Stored data:
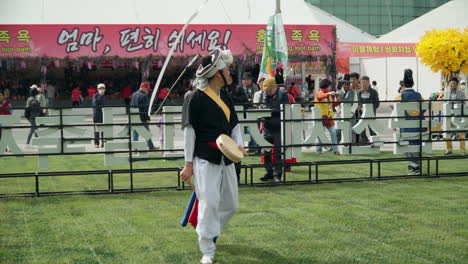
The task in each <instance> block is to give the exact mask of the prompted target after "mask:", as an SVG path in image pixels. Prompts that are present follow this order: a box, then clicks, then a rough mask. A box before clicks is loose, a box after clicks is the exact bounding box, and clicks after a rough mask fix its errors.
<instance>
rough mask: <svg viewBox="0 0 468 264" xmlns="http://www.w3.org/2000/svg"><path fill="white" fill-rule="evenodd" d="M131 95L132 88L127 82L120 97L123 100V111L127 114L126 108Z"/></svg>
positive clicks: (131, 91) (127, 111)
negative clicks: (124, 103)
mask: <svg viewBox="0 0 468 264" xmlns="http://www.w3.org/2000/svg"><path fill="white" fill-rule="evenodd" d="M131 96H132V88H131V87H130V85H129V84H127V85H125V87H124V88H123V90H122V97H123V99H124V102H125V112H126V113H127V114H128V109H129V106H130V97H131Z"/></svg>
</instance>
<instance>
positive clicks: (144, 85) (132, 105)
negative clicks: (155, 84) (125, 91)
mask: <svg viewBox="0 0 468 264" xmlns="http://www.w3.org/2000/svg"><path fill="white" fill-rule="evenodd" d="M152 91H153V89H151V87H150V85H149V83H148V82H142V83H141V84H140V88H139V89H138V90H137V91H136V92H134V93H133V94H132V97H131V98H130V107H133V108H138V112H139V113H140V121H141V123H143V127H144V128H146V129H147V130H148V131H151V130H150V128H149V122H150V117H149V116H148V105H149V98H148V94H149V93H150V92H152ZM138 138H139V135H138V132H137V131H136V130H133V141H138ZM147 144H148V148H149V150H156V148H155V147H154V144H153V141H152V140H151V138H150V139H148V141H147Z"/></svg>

YOUR GOAL -> Each line from the one with "</instance>" through the last line of the records above must be retyped exactly, and no other line may be given.

WRITTEN ANSWER ->
</instance>
<instance>
positive clicks: (144, 85) (132, 105)
negative clicks: (155, 84) (125, 91)
mask: <svg viewBox="0 0 468 264" xmlns="http://www.w3.org/2000/svg"><path fill="white" fill-rule="evenodd" d="M152 91H153V89H151V87H150V85H149V83H148V82H142V83H141V84H140V88H139V89H138V90H137V91H136V92H134V93H133V94H132V97H131V98H130V107H133V108H138V112H139V113H140V121H141V123H143V127H144V128H146V129H147V130H148V131H151V130H150V128H149V122H150V117H149V116H148V105H149V98H148V94H149V93H150V92H152ZM138 138H139V135H138V132H137V131H136V130H133V141H138ZM147 144H148V148H149V150H156V148H155V147H154V144H153V141H152V140H151V138H150V139H148V141H147Z"/></svg>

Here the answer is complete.